| PROBLEMS |
a) Please reproduce the stretch of the Spark window function post from "I am trying" through "Set[String] = Set()", word for word.
b) State whether each statement below agrees with the Spark window function post. Answer yes or no and quote the deciding words. (i) The query works with an untyped aggregator. (ii) The basic program defines a case class with a field called day. (iii) The typed UDAF runs without trouble as a window function.

─── SELECTED EXCERPT

Spark 3 Typed User Defined Aggregate Function over Window

*爱你&永不变心* 提交于 2021-02-11 15:12:56

问题


I am trying to use a custom user defined aggregator over a window. When I use an untyped aggregator, the query works. However, I am unable to use typed UDAF as a window function - I get an error stating The query operator ``Project`` contains one or more unsupported expression types Aggregate, Window or Generate.

The following basic program showcases the problem. I think it could work using UserDefinedAggregateFunction rather then Aggregator, but the former is deprecated.

import scala.collection.mutable.Set
import org.apache.spark.sql.{Encoder, Encoders, SparkSession}
import org.apache.spark.sql.expressions.{Aggregator, Window}
import org.apache.spark.sql.functions

case class myType(time: Long, id: String, day: String)

object MyTypedUDAF extends Aggregator[myType, Set[String], Long] {
  def zero: Set[String] = Set()

──────
─── RECORD EXTRACTS

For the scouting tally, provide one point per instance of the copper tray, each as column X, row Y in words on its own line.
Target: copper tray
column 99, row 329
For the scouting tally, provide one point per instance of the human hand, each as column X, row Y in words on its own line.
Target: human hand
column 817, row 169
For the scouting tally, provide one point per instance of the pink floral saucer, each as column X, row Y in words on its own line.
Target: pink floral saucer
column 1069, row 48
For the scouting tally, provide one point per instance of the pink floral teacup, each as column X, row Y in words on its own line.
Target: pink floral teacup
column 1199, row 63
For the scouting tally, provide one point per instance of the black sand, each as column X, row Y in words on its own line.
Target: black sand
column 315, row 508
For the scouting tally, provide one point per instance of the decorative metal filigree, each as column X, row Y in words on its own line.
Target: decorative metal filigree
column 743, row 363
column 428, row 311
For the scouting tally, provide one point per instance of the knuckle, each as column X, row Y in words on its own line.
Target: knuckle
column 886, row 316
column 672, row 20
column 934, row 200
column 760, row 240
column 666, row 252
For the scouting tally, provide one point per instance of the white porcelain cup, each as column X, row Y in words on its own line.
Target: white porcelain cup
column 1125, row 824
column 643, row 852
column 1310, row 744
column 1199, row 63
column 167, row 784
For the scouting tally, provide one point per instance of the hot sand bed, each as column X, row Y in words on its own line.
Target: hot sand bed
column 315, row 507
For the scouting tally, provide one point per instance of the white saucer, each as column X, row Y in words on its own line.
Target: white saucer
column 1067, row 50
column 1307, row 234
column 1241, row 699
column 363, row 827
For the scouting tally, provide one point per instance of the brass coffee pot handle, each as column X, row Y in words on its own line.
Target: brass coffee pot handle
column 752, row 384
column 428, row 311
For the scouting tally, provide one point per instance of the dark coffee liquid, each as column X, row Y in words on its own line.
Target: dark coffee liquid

──────

| ANSWER LIST |
a)
I am trying to use a custom user defined aggregator over a window. When I use an untyped aggregator, the query works. However, I am unable to use typed UDAF as a window function - I get an error stating The query operator ``Project`` contains one or more unsupported expression types Aggregate, Window or Generate.

The following basic program showcases the problem. I think it could work using UserDefinedAggregateFunction rather then Aggregator, but the former is deprecated.

import scala.collection.mutable.Set
import org.apache.spark.sql.{Encoder, Encoders, SparkSession}
import org.apache.spark.sql.expressions.{Aggregator, Window}
import org.apache.spark.sql.functions

case class myType(time: Long, id: String, day: String)

object MyTypedUDAF extends Aggregator[myType, Set[String], Long] {
  def zero: Set[String] = Set()

b)
(i) Yes: "When I use an untyped aggregator, the query works."
(ii) Yes: "case class myType(time: Long, id: String, day: String)"
(iii) No: "I am unable to use typed UDAF as a window function"